[Reading passage Boundary: Start]
Acrylonitrile Butadiene Styrene (ABS)
Most commonly, ABS is used for manufacturing electronic enclosures, as it performs well within most performance parameters. If impact and chemical shielding are required, ABS is considered as a suitable building material. Given its poor UV resistance, ABS is considered suitable for indoors enclosures but performs poorly in outdoor environments.
Acrylonitrile Styrene Acrylester (ASA)
When an electrical enclosure is installed at a healthcare, wellness, food manufacturing, pharmaceutical or laboratory facility, Acrylonitrile Styrene Acrylester is deemed appropriate, as it can be endowed with anti-microbial properties. ASA provides protection even against fungi and viruses, which makes it a major material for electronic enclosures fitted at bacteria-prone areas.
Combination of Acrylonitrile Styrene Acrylester and Polycarbonate
ASA is blended with polycarbonates when electrical enclosures need to withstand high temperatures and perform well in impact-ridden environments, such as in warehouses. Moreover, blending ensures that enclosures are resistant to weather, chemicals, and outdoor environments. The combination of polycarbonate and ASA results also in flame resistance. Products made via blending have the highest level of flame resistance and can be extinguished within five seconds on average.
[Reading passage Boundary: End]
[Material provided Boundary: Start]
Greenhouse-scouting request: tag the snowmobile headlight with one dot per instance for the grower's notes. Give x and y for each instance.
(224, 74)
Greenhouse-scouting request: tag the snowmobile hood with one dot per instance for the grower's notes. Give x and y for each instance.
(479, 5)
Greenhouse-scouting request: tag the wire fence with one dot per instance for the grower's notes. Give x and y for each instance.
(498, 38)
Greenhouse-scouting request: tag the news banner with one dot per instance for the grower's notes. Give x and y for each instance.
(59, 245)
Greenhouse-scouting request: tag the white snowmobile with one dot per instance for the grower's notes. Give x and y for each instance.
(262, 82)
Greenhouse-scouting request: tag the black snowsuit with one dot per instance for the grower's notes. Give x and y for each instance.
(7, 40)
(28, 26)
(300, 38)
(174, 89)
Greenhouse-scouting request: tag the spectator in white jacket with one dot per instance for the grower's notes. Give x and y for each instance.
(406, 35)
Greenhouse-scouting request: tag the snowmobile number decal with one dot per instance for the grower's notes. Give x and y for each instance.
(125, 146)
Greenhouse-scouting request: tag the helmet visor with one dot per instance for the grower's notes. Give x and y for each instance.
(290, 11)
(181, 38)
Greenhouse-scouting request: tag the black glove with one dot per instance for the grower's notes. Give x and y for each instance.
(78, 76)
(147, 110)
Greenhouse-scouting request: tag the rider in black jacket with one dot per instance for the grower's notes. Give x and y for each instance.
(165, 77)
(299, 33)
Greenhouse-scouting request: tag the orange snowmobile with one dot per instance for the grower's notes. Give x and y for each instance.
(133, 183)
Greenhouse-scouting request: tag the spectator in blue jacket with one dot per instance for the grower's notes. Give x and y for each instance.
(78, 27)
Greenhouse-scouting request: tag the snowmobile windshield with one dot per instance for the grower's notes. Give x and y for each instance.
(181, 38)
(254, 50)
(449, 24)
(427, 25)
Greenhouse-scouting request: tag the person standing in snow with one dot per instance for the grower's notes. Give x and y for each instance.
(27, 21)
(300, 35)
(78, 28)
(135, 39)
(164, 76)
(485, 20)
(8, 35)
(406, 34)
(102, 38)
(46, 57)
[Material provided Boundary: End]
Assignment 1: In the passage on enclosure materials, what property of ABS makes it perform poorly in outdoor environments?
Assignment 2: Rewrite the enclosure materials passage between "Acrylonitrile Styrene Acrylester (ASA)" and "at bacteria-prone areas.", inclusive, substituting "medical" for "healthcare".

Answer 1: Its poor UV resistance.

Answer 2:
Acrylonitrile Styrene Acrylester (ASA)
When an electrical enclosure is installed at a medical, wellness, food manufacturing, pharmaceutical or laboratory facility, Acrylonitrile Styrene Acrylester is deemed appropriate, as it can be endowed with anti-microbial properties. ASA provides protection even against fungi and viruses, which makes it a major material for electronic enclosures fitted at bacteria-prone areas.